• BRIEF 1
Gather every line of the records that contains the word "patch".

• EXTRACT TO READ
## BEGIN

On Tue, Apr 20, 2021 at 03:18:05PM +0800, Haotian Li wrote:
> If some I/O error occured during e2fsck, for example the
> fibre channel connections are flasky, the e2fsck may exit.
> Try again in these I/O error cases may help e2fsck
> successfully execute and fix the disk correctly.
> 
> We may try five times when io_channel_write/read failed.
> Enable this option by setting true on unreliable_io in
> configure file "e2fsck.conf".

Why not set 'io_max_retries = 5' in e2fsck.conf and feed that to the io
manager directly?  That would be more flexible than a boolean that
triggers a hardwired retry counter.

--D

> 
> Signed-off-by: Haotian Li <lihaotian9@huawei.com>
> Signed-off-by: Zhiqiang Liu <liuzhiqiang26@huawei.com>
> ---
>  e2fsck/unix.c           |   7 +++
>  lib/ext2fs/ext2_io.h    |   3 ++
>  lib/ext2fs/ext2fs.h     |   2 +-
>  lib/ext2fs/io_manager.c | 102 ++++++++++++++++++++++++++++++----------
>  lib/ext2fs/openfs.c     |   2 +
>  lib/ext2fs/unix_io.c    |   4 ++
>  6 files changed, 93 insertions(+), 27 deletions(-)

## END

• INPUT MATERIAL
## BEGIN

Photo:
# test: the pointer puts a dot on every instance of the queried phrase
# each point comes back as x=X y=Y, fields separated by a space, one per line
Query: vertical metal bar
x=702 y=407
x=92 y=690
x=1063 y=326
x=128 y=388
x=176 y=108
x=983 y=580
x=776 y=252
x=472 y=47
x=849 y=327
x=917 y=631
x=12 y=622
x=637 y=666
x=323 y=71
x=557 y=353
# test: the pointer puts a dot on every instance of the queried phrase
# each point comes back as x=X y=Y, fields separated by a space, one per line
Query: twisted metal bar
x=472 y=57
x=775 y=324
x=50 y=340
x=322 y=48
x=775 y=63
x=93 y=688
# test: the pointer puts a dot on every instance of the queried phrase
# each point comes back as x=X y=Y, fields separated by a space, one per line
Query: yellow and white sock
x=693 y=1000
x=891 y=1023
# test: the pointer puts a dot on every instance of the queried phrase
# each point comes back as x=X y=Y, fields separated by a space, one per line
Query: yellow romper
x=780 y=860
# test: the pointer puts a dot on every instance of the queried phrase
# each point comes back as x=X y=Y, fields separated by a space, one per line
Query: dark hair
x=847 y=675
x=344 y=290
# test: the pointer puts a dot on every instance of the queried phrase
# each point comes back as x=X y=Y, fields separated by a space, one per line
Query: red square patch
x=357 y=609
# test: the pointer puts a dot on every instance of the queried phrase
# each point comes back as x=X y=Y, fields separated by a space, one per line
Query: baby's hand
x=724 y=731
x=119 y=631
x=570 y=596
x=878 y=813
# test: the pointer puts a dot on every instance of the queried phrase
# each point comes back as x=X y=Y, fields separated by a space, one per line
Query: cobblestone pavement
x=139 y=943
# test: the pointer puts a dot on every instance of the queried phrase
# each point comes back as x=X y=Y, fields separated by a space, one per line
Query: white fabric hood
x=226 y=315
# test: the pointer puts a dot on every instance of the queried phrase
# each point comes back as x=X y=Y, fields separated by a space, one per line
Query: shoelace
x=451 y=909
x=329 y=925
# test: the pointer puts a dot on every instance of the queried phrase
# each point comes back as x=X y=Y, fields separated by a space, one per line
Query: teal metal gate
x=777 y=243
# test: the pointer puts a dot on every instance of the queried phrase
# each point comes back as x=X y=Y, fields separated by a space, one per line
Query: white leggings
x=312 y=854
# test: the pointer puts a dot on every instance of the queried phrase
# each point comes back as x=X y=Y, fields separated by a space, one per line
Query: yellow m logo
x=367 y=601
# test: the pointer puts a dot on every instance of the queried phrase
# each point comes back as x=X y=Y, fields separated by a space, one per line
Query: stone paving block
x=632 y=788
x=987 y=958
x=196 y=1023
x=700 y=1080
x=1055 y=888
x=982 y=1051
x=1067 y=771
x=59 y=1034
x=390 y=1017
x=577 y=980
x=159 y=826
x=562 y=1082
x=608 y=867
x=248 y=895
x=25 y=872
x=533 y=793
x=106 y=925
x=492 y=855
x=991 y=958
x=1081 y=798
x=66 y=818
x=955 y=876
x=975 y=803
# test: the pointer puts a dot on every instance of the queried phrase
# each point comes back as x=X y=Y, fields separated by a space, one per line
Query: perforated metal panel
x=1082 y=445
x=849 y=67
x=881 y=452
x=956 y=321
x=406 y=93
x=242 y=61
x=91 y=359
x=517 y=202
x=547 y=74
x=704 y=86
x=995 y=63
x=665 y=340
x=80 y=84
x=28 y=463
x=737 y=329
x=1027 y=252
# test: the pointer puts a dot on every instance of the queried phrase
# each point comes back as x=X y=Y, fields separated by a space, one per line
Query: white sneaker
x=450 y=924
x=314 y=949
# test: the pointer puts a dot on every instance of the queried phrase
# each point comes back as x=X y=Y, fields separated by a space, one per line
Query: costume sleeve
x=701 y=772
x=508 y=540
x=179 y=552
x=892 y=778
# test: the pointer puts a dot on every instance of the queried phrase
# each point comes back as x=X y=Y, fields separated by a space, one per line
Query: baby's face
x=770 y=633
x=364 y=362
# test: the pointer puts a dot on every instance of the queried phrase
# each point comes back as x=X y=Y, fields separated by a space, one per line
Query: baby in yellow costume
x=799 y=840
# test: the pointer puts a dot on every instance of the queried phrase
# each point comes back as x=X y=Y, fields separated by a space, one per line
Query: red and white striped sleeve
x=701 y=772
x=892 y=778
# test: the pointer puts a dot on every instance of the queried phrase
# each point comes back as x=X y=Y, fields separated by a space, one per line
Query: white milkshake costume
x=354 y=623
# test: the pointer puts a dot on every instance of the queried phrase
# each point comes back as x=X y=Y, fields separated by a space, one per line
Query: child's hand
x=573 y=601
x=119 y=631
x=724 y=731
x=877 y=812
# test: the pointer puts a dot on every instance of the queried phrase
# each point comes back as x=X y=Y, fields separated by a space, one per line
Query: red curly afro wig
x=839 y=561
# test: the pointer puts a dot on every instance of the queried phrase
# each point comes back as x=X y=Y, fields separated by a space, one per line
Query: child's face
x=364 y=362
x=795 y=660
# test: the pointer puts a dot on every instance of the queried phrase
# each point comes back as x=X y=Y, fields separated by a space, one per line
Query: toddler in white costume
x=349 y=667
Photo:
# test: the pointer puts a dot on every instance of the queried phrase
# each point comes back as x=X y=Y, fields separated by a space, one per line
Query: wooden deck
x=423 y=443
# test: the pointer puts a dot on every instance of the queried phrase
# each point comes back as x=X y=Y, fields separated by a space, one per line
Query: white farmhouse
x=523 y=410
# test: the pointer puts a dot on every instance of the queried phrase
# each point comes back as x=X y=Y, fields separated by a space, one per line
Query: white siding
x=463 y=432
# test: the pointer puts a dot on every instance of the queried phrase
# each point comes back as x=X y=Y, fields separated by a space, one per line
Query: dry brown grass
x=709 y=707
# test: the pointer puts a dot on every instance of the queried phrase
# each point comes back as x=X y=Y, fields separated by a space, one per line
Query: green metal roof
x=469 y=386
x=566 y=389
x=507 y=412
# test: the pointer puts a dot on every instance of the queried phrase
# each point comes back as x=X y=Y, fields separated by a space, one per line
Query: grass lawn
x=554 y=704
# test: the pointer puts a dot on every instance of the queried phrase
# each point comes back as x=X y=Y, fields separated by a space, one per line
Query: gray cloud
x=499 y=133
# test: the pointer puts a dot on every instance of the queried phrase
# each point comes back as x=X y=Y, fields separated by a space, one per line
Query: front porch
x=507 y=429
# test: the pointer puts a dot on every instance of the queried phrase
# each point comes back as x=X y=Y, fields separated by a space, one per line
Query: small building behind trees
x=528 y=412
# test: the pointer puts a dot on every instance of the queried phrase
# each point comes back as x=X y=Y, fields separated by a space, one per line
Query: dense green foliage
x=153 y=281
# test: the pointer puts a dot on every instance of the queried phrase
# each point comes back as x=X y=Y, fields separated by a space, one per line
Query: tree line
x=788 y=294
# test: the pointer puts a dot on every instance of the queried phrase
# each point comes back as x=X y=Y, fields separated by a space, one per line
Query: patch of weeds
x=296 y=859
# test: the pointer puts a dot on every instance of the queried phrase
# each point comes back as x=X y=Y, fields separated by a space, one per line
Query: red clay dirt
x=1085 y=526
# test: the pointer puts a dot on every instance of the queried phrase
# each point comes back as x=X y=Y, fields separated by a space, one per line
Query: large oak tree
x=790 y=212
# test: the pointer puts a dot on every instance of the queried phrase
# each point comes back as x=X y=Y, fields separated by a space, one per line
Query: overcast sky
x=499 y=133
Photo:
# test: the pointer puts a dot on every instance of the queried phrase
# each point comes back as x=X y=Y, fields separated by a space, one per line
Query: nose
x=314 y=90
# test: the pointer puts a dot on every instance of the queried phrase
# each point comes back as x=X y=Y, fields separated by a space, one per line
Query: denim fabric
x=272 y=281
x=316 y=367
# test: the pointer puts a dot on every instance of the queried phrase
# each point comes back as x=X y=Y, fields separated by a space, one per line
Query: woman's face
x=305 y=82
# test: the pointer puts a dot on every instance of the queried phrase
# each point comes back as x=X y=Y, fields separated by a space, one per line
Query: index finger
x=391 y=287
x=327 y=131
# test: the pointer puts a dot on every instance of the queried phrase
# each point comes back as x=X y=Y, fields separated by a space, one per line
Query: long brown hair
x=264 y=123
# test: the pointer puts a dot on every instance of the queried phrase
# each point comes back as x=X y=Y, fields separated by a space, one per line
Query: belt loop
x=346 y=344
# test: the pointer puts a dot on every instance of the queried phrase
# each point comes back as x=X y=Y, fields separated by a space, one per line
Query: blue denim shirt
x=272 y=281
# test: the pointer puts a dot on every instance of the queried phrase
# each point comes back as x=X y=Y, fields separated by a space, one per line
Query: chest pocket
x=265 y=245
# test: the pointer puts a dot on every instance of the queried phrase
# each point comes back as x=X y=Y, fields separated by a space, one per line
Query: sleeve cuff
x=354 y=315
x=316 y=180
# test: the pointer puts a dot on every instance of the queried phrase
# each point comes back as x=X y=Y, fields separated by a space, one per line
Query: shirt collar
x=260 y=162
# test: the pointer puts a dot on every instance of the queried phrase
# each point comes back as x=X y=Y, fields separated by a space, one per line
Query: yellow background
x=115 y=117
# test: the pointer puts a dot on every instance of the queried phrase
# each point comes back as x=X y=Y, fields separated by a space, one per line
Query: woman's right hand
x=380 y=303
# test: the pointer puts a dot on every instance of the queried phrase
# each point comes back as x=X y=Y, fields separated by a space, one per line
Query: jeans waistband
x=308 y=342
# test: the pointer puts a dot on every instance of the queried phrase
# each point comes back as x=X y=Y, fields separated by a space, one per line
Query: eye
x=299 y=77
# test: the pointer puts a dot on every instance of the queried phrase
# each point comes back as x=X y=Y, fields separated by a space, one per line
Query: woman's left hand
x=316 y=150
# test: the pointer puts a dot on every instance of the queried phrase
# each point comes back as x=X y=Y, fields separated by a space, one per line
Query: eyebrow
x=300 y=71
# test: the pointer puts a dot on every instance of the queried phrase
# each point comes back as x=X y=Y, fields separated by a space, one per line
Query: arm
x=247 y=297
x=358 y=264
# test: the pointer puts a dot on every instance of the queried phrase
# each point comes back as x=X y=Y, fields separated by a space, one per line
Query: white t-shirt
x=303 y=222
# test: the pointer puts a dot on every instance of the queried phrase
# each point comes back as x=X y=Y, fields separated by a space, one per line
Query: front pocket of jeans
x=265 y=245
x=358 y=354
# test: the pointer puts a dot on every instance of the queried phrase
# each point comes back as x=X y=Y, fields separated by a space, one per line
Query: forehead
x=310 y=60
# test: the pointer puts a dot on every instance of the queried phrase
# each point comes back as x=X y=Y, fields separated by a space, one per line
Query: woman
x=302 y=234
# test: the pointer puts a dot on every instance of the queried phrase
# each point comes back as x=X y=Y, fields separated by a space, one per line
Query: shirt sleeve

## END

• BRIEF 2
From the e2fsck email, extract the passage starting with "On Tue, Apr" and going on through "when io_channel_write/read failed.".

• CORRECT RESULT 1
Query: red square patch
Query: patch of weeds

• CORRECT RESULT 2
On Tue, Apr 20, 2021 at 03:18:05PM +0800, Haotian Li wrote:
> If some I/O error occured during e2fsck, for example the
> fibre channel connections are flasky, the e2fsck may exit.
> Try again in these I/O error cases may help e2fsck
> successfully execute and fix the disk correctly.
> 
> We may try five times when io_channel_write/read failed.